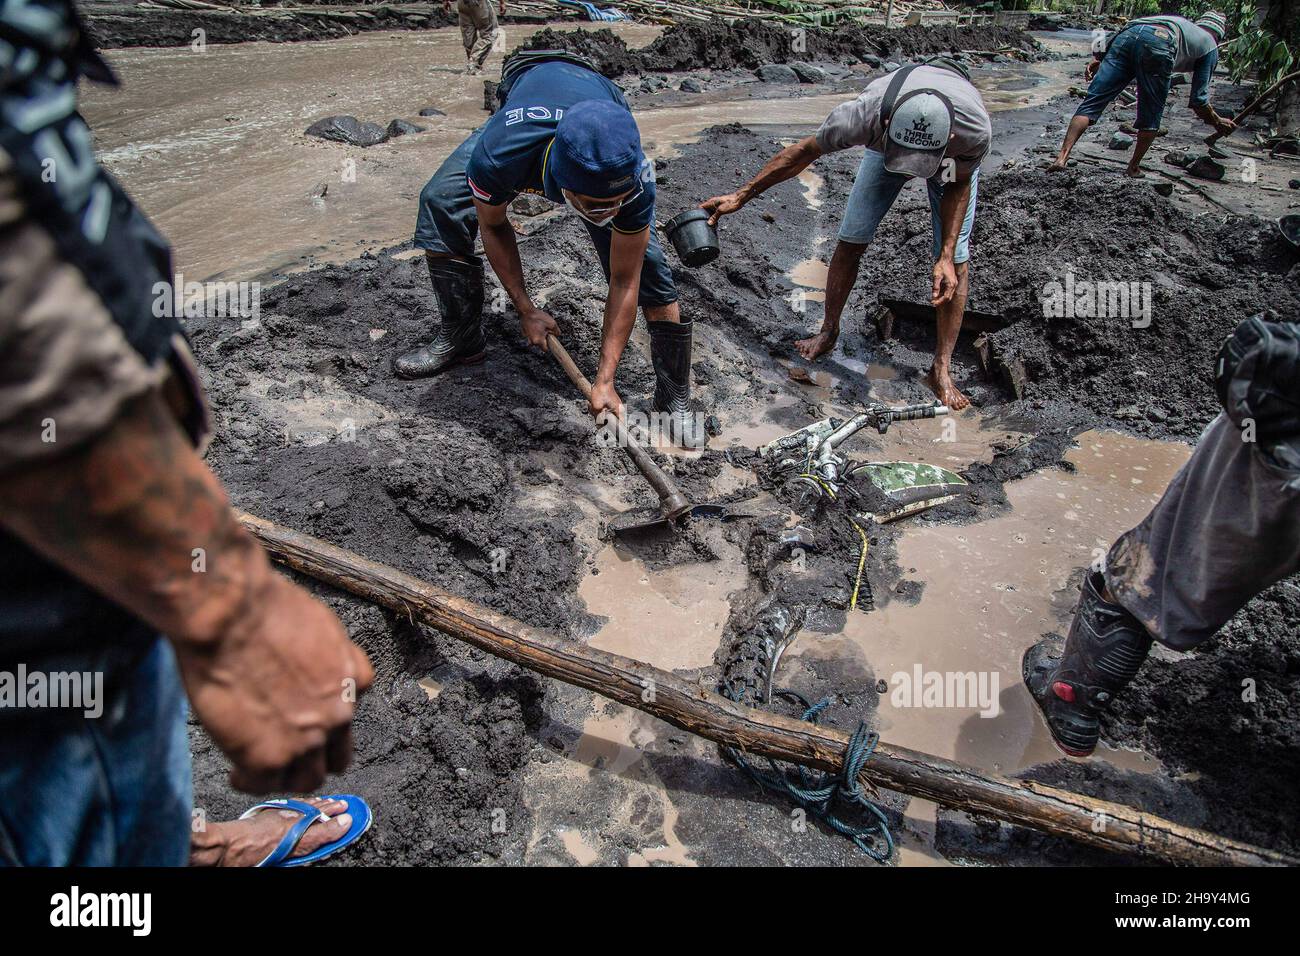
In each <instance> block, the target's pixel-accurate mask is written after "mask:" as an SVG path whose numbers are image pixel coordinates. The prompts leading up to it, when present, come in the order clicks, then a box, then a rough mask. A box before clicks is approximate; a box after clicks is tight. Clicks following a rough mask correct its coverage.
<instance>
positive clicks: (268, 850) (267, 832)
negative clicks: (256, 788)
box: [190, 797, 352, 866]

····················

__WHAT TO DO__.
Can you recast the whole listing above as a numbered list, one line per item, with blank lines and pictures left out?

__TASK SOLUTION__.
1. In each <instance> block, the target's pixel-accurate mask is written after "mask:" as an SVG path whose numbers are image pixel coordinates. The prompts leading up to it, when present, come in the order clicks, then a box, then a rough mask. A box before clicks is approximate; a box after clicks is tight. Clicks following a rough mask correct its coverage.
2. <instance>
3. positive clicks: (268, 850) (267, 832)
4. negative clicks: (256, 788)
5. box: [190, 797, 352, 866]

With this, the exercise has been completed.